━━ TEXTE FOURNI ━━
OPINION

Qatargate ou EUgate ? Le début d’une longue enquête qui révèle les failles éthiques du Parlement européen

L'ancien député européen Pier-Antonio Panzeri, l'homme par qui est arrivé le scandale qui éclabousse aujourd'hui le Parlement européen. BELGAIMAGE

Il faudrait désormais renommer le dossier sulfureux du « Qatargate » en un véritable  « EUgate », tant les ramifications de cette affaire semblent déjà montrer l’existence d’une structure et les agissements d’individus peu scrupuleux liés au Parlement européen mis à disposition de nombreux pays en quête d’influence. Dans cette histoire de la poule et de l’œuf, il y a fort à parier que l’ONG Fighting Impunity, dirigée par l’ancien députée européen Pier Antonio Panzeri, soit devenue une organisation de consultance privée au cœur des institutions. 

Dès le début du scandale, les médias ont visé « le Qatar », comme entité politique, et l’ont accusé d’arroser copieusement le Parlement européen, après que plus d’un million et demi d’euros aient été retrouvés aux domiciles des deux principaux personnages suspectés de corruption pour le moment : Eva Kaïli, ancienne présentatrice phare de la télévision grecque et promue vice-présidente socialiste du Parlement européen (parmi 14 autres) ; et Pier Antonio Panzeri, ancien député européen socialiste, homme de réseaux, pilier de l’institution pendant deux décennies et spécialisé sur les questions du Moyen-Orient et en particulier du Golfe.
━━━
━━ CONTENU DES DONNÉES ━━
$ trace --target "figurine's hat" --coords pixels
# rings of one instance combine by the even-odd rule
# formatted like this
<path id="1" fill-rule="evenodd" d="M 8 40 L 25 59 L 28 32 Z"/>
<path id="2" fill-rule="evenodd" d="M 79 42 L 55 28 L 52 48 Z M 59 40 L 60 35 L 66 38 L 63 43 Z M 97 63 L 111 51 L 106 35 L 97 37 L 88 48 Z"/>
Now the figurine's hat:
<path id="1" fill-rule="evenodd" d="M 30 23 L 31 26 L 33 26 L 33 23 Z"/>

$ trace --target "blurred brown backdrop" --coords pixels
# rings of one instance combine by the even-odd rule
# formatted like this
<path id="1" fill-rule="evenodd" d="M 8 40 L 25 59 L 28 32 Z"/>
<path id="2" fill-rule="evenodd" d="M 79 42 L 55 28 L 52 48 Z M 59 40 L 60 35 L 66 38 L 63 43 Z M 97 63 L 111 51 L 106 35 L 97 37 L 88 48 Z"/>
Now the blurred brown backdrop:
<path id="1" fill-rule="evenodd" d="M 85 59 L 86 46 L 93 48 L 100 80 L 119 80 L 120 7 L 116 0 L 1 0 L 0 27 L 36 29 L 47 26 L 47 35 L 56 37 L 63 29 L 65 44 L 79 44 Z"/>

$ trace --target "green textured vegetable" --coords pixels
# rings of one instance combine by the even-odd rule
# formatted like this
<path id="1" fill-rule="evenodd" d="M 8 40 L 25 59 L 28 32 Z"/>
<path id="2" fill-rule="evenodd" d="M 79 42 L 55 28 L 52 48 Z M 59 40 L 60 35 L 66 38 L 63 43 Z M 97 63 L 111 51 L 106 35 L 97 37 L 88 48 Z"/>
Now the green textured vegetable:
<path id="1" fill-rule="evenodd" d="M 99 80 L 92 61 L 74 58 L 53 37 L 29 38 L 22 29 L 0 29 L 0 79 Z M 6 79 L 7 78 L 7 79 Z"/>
━━━
* **CONSIGNE**: D'après le texte sur le Qatargate, quelle somme a été retrouvée aux domiciles des deux principaux suspects ?

* **RÉPONSE COMPLÈTE**: Plus d'un million et demi d'euros ont été retrouvés aux domiciles d'Eva Kaïli et de Pier Antonio Panzeri.